WORK TO BE COMPLETED: Transcribe the part of the data that opens with the line containing "Audit step 3 of 5: confirm small" and closes with the line containing "[199,0,220,110]", both lines included.

• • • •

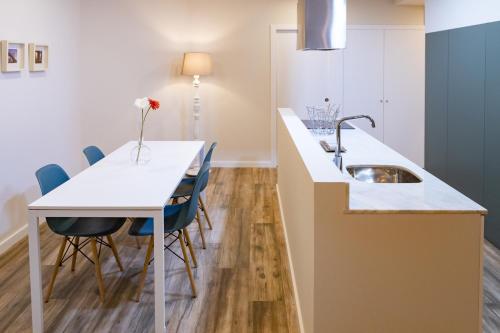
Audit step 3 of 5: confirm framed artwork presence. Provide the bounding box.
[0,40,25,72]
[28,43,49,72]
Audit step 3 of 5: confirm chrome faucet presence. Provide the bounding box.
[333,115,375,171]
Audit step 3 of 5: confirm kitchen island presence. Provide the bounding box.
[277,109,486,333]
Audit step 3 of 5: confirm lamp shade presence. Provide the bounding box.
[182,52,212,75]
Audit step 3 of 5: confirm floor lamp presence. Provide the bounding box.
[182,52,212,140]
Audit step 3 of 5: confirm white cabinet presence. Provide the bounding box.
[272,26,425,166]
[343,29,384,141]
[384,30,425,167]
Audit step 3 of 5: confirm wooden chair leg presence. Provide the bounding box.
[179,230,196,297]
[198,195,213,230]
[90,237,104,303]
[196,210,207,249]
[183,228,198,267]
[71,236,80,272]
[106,235,123,272]
[45,236,68,303]
[135,236,154,302]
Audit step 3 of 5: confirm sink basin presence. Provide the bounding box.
[346,165,422,184]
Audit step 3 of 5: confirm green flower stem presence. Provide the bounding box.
[135,107,151,164]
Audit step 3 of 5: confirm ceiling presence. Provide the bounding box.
[394,0,425,6]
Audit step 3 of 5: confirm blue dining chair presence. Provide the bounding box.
[172,142,217,249]
[83,146,141,250]
[36,164,125,302]
[129,163,210,302]
[83,146,104,165]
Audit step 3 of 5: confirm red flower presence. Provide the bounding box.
[148,98,160,110]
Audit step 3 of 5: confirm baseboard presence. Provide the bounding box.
[212,161,276,168]
[276,184,305,333]
[0,224,28,255]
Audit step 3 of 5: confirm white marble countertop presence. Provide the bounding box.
[279,109,487,214]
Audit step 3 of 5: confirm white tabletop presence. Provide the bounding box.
[29,141,204,210]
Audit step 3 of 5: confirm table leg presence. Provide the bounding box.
[154,209,166,333]
[198,146,207,199]
[28,213,43,333]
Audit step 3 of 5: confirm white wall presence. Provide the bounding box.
[425,0,500,32]
[0,0,81,252]
[82,0,423,166]
[0,0,423,252]
[78,0,296,165]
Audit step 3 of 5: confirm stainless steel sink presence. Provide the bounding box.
[346,165,422,183]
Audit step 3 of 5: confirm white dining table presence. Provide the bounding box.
[28,141,204,333]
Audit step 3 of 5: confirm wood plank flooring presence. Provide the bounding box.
[0,169,298,333]
[0,169,500,333]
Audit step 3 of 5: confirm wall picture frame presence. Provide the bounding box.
[0,40,25,72]
[28,43,49,72]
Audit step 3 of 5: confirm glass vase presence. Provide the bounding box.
[130,140,153,165]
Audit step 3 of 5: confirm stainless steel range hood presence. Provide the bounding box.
[297,0,347,51]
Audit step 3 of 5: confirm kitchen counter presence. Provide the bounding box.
[277,109,487,333]
[318,115,487,214]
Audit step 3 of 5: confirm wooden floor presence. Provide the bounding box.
[0,169,298,333]
[0,169,500,333]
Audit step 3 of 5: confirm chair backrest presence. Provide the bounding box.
[35,164,69,195]
[83,146,104,165]
[175,162,210,230]
[35,164,69,233]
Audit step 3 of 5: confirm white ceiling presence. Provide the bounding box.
[394,0,425,6]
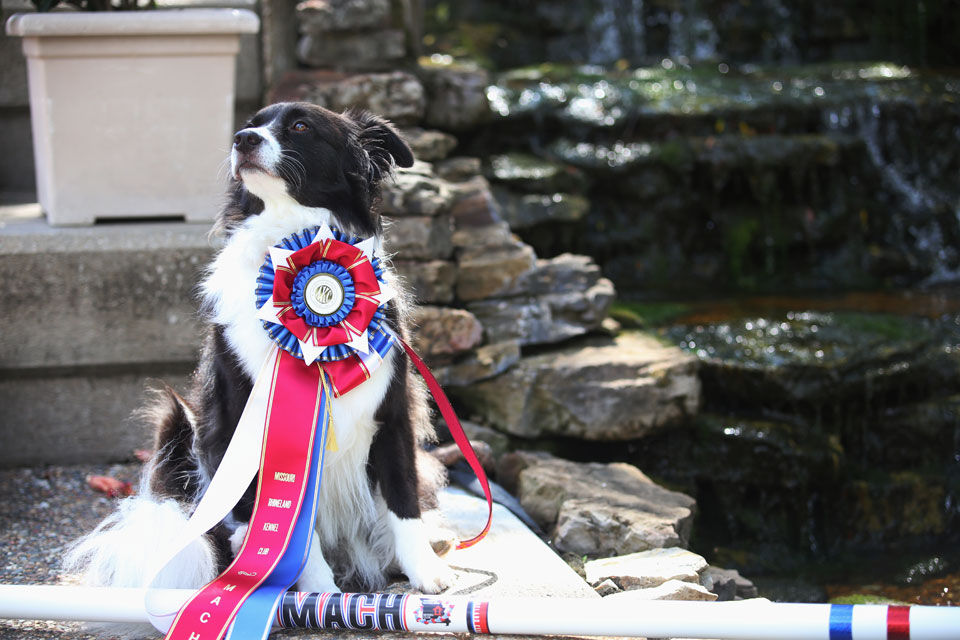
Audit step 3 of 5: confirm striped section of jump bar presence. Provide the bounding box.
[830,604,912,640]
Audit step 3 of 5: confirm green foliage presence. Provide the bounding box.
[32,0,157,12]
[610,300,690,329]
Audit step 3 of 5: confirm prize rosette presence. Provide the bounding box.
[256,225,396,397]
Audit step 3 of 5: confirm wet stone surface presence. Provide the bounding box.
[666,312,957,410]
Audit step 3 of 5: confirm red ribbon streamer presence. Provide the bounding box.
[400,339,493,549]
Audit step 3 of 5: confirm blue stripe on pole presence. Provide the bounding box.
[830,604,853,640]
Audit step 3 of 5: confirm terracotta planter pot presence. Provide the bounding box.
[7,9,259,225]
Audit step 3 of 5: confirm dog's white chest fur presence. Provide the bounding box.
[201,198,393,456]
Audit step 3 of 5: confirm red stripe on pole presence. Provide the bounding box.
[887,606,910,640]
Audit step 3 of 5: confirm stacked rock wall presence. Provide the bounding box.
[269,0,699,440]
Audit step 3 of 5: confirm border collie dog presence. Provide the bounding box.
[66,102,453,608]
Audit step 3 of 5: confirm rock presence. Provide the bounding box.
[386,216,453,260]
[493,189,590,229]
[498,452,696,556]
[607,580,717,605]
[400,127,457,162]
[700,567,759,601]
[456,241,537,301]
[393,260,457,304]
[413,306,483,359]
[436,156,481,182]
[460,420,510,458]
[456,332,700,442]
[507,253,606,296]
[453,218,523,249]
[268,70,426,124]
[297,29,407,69]
[593,580,620,597]
[466,271,614,345]
[380,171,454,216]
[380,162,455,216]
[420,66,490,131]
[433,340,520,387]
[450,178,502,230]
[297,0,390,34]
[488,152,588,194]
[584,547,707,591]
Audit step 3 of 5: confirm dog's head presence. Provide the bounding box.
[220,102,413,235]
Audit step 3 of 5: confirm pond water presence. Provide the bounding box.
[604,290,960,604]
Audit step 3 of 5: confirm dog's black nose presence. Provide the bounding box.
[233,129,263,151]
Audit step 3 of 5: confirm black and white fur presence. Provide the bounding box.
[66,103,453,624]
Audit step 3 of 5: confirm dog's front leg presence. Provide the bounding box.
[297,531,340,592]
[369,370,454,593]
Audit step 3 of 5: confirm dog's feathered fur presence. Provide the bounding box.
[66,103,452,636]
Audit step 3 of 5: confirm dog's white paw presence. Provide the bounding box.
[407,552,457,593]
[389,513,456,593]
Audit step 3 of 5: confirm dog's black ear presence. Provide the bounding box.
[347,111,413,175]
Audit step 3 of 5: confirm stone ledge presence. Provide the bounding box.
[0,208,213,371]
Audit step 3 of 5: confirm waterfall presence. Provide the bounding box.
[587,0,646,64]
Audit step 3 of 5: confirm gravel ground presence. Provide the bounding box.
[0,463,140,640]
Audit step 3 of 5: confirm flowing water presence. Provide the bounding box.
[428,0,960,604]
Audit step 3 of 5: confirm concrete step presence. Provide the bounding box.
[0,205,214,467]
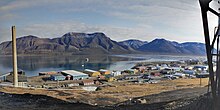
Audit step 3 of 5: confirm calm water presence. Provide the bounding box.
[0,55,205,76]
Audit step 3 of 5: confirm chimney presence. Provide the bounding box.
[11,26,18,87]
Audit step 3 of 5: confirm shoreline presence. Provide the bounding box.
[0,87,210,110]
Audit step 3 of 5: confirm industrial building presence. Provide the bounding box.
[99,69,111,75]
[61,70,89,80]
[84,69,101,77]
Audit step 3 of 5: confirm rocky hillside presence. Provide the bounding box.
[0,32,205,55]
[138,39,206,55]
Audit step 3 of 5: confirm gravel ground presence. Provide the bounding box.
[0,87,211,110]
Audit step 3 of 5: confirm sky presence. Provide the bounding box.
[0,0,218,43]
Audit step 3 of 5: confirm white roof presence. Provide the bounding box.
[85,69,98,73]
[61,70,87,76]
[99,69,109,72]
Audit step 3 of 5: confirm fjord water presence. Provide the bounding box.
[0,55,205,76]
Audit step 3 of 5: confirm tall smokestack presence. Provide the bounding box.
[11,26,18,87]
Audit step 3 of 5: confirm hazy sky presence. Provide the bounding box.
[0,0,217,42]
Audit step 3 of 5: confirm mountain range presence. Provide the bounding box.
[0,32,206,55]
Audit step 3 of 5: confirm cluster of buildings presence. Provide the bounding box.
[0,70,28,87]
[0,61,209,89]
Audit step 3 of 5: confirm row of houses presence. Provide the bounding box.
[48,69,118,81]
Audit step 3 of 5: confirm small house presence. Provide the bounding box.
[66,83,79,87]
[50,74,66,81]
[6,73,28,87]
[80,80,94,86]
[84,69,101,77]
[183,70,195,75]
[99,69,111,75]
[105,75,116,82]
[193,65,208,71]
[124,75,141,80]
[173,73,186,78]
[0,73,11,82]
[150,72,161,76]
[124,69,138,74]
[61,70,89,80]
[135,66,147,73]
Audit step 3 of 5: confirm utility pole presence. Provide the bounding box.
[11,26,18,87]
[199,0,220,110]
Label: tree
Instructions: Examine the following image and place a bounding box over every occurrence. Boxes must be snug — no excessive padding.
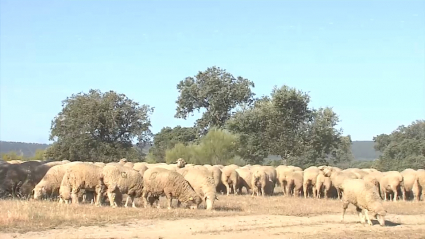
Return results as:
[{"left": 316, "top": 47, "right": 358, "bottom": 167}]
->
[
  {"left": 46, "top": 90, "right": 154, "bottom": 162},
  {"left": 226, "top": 85, "right": 352, "bottom": 167},
  {"left": 175, "top": 66, "right": 254, "bottom": 134},
  {"left": 373, "top": 120, "right": 425, "bottom": 171},
  {"left": 149, "top": 126, "right": 197, "bottom": 162}
]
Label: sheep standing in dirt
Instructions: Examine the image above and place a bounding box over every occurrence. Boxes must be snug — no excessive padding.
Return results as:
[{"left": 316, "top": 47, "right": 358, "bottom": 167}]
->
[
  {"left": 341, "top": 179, "right": 387, "bottom": 226},
  {"left": 379, "top": 171, "right": 404, "bottom": 202},
  {"left": 400, "top": 168, "right": 420, "bottom": 201},
  {"left": 99, "top": 165, "right": 143, "bottom": 208},
  {"left": 251, "top": 168, "right": 273, "bottom": 197},
  {"left": 180, "top": 168, "right": 217, "bottom": 210},
  {"left": 303, "top": 166, "right": 320, "bottom": 198},
  {"left": 221, "top": 165, "right": 239, "bottom": 196},
  {"left": 142, "top": 168, "right": 202, "bottom": 209},
  {"left": 0, "top": 161, "right": 42, "bottom": 198},
  {"left": 59, "top": 163, "right": 106, "bottom": 205},
  {"left": 34, "top": 163, "right": 76, "bottom": 200}
]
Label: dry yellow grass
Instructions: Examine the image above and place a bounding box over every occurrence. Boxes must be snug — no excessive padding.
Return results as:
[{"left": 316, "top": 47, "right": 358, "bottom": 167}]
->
[{"left": 0, "top": 195, "right": 425, "bottom": 232}]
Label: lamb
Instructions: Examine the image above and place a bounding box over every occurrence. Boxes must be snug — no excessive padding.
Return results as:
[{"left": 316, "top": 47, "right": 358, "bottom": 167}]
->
[
  {"left": 34, "top": 163, "right": 76, "bottom": 200},
  {"left": 221, "top": 165, "right": 239, "bottom": 196},
  {"left": 341, "top": 179, "right": 387, "bottom": 226},
  {"left": 379, "top": 171, "right": 404, "bottom": 202},
  {"left": 0, "top": 161, "right": 41, "bottom": 198},
  {"left": 235, "top": 167, "right": 252, "bottom": 194},
  {"left": 251, "top": 168, "right": 273, "bottom": 197},
  {"left": 142, "top": 168, "right": 202, "bottom": 209},
  {"left": 179, "top": 168, "right": 217, "bottom": 210},
  {"left": 303, "top": 166, "right": 320, "bottom": 198},
  {"left": 59, "top": 163, "right": 106, "bottom": 205},
  {"left": 286, "top": 171, "right": 304, "bottom": 196},
  {"left": 99, "top": 165, "right": 143, "bottom": 208},
  {"left": 319, "top": 166, "right": 357, "bottom": 199},
  {"left": 400, "top": 168, "right": 420, "bottom": 201}
]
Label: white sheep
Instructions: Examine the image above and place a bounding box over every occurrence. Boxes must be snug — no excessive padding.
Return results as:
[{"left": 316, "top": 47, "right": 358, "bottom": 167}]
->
[
  {"left": 142, "top": 168, "right": 202, "bottom": 209},
  {"left": 99, "top": 165, "right": 143, "bottom": 208},
  {"left": 341, "top": 179, "right": 387, "bottom": 226}
]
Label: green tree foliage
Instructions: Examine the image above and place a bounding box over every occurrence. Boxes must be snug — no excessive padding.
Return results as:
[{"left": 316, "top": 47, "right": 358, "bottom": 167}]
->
[
  {"left": 1, "top": 151, "right": 24, "bottom": 161},
  {"left": 149, "top": 126, "right": 197, "bottom": 162},
  {"left": 165, "top": 128, "right": 238, "bottom": 164},
  {"left": 373, "top": 120, "right": 425, "bottom": 171},
  {"left": 227, "top": 86, "right": 352, "bottom": 167},
  {"left": 175, "top": 66, "right": 254, "bottom": 134},
  {"left": 46, "top": 90, "right": 154, "bottom": 162}
]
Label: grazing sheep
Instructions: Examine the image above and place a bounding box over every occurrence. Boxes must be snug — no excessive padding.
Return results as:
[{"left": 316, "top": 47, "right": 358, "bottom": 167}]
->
[
  {"left": 59, "top": 163, "right": 106, "bottom": 205},
  {"left": 142, "top": 168, "right": 202, "bottom": 209},
  {"left": 179, "top": 168, "right": 217, "bottom": 210},
  {"left": 34, "top": 162, "right": 76, "bottom": 200},
  {"left": 221, "top": 166, "right": 239, "bottom": 196},
  {"left": 19, "top": 161, "right": 63, "bottom": 197},
  {"left": 341, "top": 179, "right": 387, "bottom": 226},
  {"left": 379, "top": 171, "right": 404, "bottom": 202},
  {"left": 99, "top": 165, "right": 143, "bottom": 208},
  {"left": 251, "top": 168, "right": 273, "bottom": 197}
]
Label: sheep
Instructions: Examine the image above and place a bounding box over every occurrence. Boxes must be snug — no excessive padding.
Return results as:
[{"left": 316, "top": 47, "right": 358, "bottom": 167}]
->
[
  {"left": 235, "top": 167, "right": 252, "bottom": 194},
  {"left": 206, "top": 165, "right": 226, "bottom": 193},
  {"left": 142, "top": 168, "right": 202, "bottom": 209},
  {"left": 341, "top": 179, "right": 387, "bottom": 226},
  {"left": 34, "top": 162, "right": 76, "bottom": 200},
  {"left": 320, "top": 166, "right": 357, "bottom": 199},
  {"left": 133, "top": 163, "right": 148, "bottom": 176},
  {"left": 179, "top": 168, "right": 217, "bottom": 210},
  {"left": 251, "top": 168, "right": 273, "bottom": 197},
  {"left": 286, "top": 171, "right": 303, "bottom": 196},
  {"left": 19, "top": 161, "right": 64, "bottom": 197},
  {"left": 303, "top": 166, "right": 319, "bottom": 198},
  {"left": 59, "top": 163, "right": 106, "bottom": 206},
  {"left": 0, "top": 161, "right": 41, "bottom": 198},
  {"left": 316, "top": 173, "right": 332, "bottom": 199},
  {"left": 400, "top": 168, "right": 420, "bottom": 201},
  {"left": 379, "top": 171, "right": 404, "bottom": 202},
  {"left": 99, "top": 165, "right": 143, "bottom": 208},
  {"left": 221, "top": 166, "right": 239, "bottom": 196}
]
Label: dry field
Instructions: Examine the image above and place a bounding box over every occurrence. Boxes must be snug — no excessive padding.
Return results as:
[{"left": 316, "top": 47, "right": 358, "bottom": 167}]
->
[{"left": 0, "top": 192, "right": 425, "bottom": 239}]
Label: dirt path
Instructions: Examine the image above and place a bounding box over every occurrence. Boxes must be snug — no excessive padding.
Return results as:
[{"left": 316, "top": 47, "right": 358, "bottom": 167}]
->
[{"left": 0, "top": 215, "right": 425, "bottom": 239}]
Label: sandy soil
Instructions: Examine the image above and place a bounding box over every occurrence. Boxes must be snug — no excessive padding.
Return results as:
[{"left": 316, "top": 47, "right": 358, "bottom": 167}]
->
[{"left": 0, "top": 214, "right": 425, "bottom": 239}]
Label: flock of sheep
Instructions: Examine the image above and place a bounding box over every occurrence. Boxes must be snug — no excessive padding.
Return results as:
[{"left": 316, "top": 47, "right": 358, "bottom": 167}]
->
[{"left": 0, "top": 158, "right": 425, "bottom": 226}]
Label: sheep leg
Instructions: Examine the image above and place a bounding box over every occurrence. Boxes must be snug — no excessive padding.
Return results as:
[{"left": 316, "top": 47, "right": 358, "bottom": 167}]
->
[
  {"left": 356, "top": 207, "right": 366, "bottom": 224},
  {"left": 364, "top": 209, "right": 373, "bottom": 226},
  {"left": 341, "top": 200, "right": 350, "bottom": 222}
]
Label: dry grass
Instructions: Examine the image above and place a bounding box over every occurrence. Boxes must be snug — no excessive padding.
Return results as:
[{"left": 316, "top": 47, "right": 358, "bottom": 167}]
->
[{"left": 0, "top": 192, "right": 425, "bottom": 232}]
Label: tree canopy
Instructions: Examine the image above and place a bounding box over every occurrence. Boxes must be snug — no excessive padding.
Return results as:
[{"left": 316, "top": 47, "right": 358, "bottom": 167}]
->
[
  {"left": 47, "top": 90, "right": 154, "bottom": 162},
  {"left": 373, "top": 120, "right": 425, "bottom": 171},
  {"left": 175, "top": 66, "right": 254, "bottom": 134}
]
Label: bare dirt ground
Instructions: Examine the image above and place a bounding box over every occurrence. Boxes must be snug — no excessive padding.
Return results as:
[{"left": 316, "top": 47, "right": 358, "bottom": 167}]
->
[
  {"left": 0, "top": 214, "right": 425, "bottom": 239},
  {"left": 0, "top": 192, "right": 425, "bottom": 239}
]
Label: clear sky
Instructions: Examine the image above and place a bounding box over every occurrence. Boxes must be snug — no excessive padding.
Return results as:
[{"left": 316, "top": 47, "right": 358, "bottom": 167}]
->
[{"left": 0, "top": 0, "right": 425, "bottom": 143}]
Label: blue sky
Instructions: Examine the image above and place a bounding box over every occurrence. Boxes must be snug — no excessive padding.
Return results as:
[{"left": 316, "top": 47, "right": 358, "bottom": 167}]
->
[{"left": 0, "top": 0, "right": 425, "bottom": 143}]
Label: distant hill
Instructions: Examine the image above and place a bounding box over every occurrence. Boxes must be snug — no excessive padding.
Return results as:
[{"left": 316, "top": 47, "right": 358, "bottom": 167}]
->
[
  {"left": 351, "top": 141, "right": 381, "bottom": 161},
  {"left": 0, "top": 141, "right": 380, "bottom": 161},
  {"left": 0, "top": 141, "right": 49, "bottom": 157}
]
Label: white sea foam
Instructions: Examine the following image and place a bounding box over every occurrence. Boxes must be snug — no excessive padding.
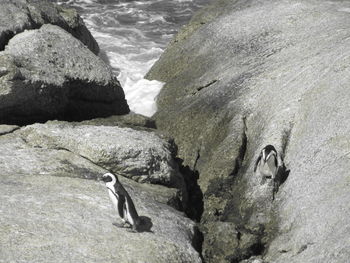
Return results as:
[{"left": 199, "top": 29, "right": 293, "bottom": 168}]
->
[{"left": 54, "top": 0, "right": 210, "bottom": 116}]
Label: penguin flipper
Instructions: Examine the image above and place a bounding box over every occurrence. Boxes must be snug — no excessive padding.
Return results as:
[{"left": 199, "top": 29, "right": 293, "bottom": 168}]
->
[
  {"left": 118, "top": 195, "right": 125, "bottom": 218},
  {"left": 254, "top": 153, "right": 262, "bottom": 173}
]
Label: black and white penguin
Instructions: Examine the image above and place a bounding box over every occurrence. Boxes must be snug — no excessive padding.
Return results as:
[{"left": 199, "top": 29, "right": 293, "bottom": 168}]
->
[
  {"left": 102, "top": 173, "right": 141, "bottom": 231},
  {"left": 254, "top": 144, "right": 283, "bottom": 199}
]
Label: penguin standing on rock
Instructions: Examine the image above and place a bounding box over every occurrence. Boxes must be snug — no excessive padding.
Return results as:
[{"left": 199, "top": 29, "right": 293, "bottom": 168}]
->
[
  {"left": 102, "top": 173, "right": 141, "bottom": 232},
  {"left": 254, "top": 144, "right": 284, "bottom": 200}
]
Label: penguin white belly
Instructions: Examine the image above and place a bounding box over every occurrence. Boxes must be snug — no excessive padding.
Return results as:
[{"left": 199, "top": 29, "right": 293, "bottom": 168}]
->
[
  {"left": 108, "top": 189, "right": 118, "bottom": 211},
  {"left": 259, "top": 162, "right": 275, "bottom": 178},
  {"left": 124, "top": 200, "right": 135, "bottom": 225}
]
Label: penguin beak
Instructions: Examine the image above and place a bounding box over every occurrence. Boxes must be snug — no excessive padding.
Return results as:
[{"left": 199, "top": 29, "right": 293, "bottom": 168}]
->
[{"left": 101, "top": 176, "right": 107, "bottom": 183}]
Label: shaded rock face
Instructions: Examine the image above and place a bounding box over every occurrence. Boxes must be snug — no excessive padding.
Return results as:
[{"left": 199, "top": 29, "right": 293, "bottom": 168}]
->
[
  {"left": 148, "top": 0, "right": 350, "bottom": 263},
  {"left": 0, "top": 123, "right": 201, "bottom": 263},
  {"left": 21, "top": 121, "right": 183, "bottom": 191},
  {"left": 0, "top": 0, "right": 99, "bottom": 55},
  {"left": 0, "top": 25, "right": 129, "bottom": 124}
]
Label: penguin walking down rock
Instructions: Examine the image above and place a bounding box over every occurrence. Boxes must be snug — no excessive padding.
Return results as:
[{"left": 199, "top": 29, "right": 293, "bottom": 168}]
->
[
  {"left": 254, "top": 144, "right": 284, "bottom": 200},
  {"left": 102, "top": 173, "right": 141, "bottom": 232}
]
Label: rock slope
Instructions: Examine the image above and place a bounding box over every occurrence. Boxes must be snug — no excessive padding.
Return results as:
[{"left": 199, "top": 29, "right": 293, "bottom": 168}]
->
[
  {"left": 148, "top": 0, "right": 350, "bottom": 263},
  {"left": 0, "top": 122, "right": 201, "bottom": 263},
  {"left": 0, "top": 0, "right": 202, "bottom": 263},
  {"left": 0, "top": 25, "right": 129, "bottom": 124}
]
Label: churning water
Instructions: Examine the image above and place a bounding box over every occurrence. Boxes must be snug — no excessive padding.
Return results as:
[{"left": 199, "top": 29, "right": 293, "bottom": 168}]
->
[{"left": 55, "top": 0, "right": 210, "bottom": 116}]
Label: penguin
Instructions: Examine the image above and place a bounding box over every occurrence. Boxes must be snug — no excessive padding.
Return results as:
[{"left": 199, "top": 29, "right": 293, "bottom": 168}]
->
[
  {"left": 102, "top": 173, "right": 141, "bottom": 232},
  {"left": 254, "top": 144, "right": 284, "bottom": 200}
]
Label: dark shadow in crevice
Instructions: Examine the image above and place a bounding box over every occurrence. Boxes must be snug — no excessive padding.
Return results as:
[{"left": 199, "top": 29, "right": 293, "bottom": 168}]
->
[{"left": 176, "top": 158, "right": 204, "bottom": 222}]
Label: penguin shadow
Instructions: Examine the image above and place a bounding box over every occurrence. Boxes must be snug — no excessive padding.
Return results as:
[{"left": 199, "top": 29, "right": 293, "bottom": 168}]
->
[
  {"left": 137, "top": 216, "right": 154, "bottom": 233},
  {"left": 272, "top": 164, "right": 290, "bottom": 200},
  {"left": 112, "top": 216, "right": 154, "bottom": 233},
  {"left": 276, "top": 164, "right": 290, "bottom": 185}
]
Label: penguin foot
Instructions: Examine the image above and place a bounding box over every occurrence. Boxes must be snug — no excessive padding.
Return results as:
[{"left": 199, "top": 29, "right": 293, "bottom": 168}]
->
[
  {"left": 126, "top": 228, "right": 138, "bottom": 233},
  {"left": 112, "top": 222, "right": 125, "bottom": 228}
]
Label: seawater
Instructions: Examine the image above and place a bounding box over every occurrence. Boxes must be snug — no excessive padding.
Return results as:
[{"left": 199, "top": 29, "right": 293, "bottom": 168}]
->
[{"left": 53, "top": 0, "right": 210, "bottom": 116}]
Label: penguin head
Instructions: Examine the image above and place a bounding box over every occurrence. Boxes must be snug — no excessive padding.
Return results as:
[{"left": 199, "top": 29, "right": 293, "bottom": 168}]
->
[
  {"left": 261, "top": 144, "right": 277, "bottom": 162},
  {"left": 102, "top": 173, "right": 118, "bottom": 184}
]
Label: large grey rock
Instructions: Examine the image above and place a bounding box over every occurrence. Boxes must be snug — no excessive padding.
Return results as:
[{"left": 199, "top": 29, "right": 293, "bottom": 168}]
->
[
  {"left": 0, "top": 131, "right": 201, "bottom": 263},
  {"left": 0, "top": 0, "right": 99, "bottom": 55},
  {"left": 21, "top": 121, "right": 183, "bottom": 190},
  {"left": 148, "top": 0, "right": 350, "bottom": 263},
  {"left": 0, "top": 25, "right": 129, "bottom": 126}
]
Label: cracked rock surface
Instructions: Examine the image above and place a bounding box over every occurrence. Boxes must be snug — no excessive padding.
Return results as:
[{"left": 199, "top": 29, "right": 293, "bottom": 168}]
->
[
  {"left": 148, "top": 0, "right": 350, "bottom": 263},
  {"left": 0, "top": 121, "right": 201, "bottom": 263}
]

• • • •

PROBLEM SOLUTION:
Audit step 3 of 5: confirm small house presence. Provide the bounding box.
[66,83,79,87]
[50,74,66,81]
[6,73,28,87]
[80,80,94,86]
[84,69,101,77]
[183,70,195,75]
[99,69,111,75]
[105,75,116,82]
[193,65,208,71]
[124,75,141,80]
[173,73,186,78]
[0,73,11,82]
[150,72,161,76]
[124,69,138,74]
[61,70,89,80]
[135,66,147,73]
Audit step 3 of 5: confirm utility pole presence. Provide the bounding box.
[11,26,18,87]
[199,0,220,110]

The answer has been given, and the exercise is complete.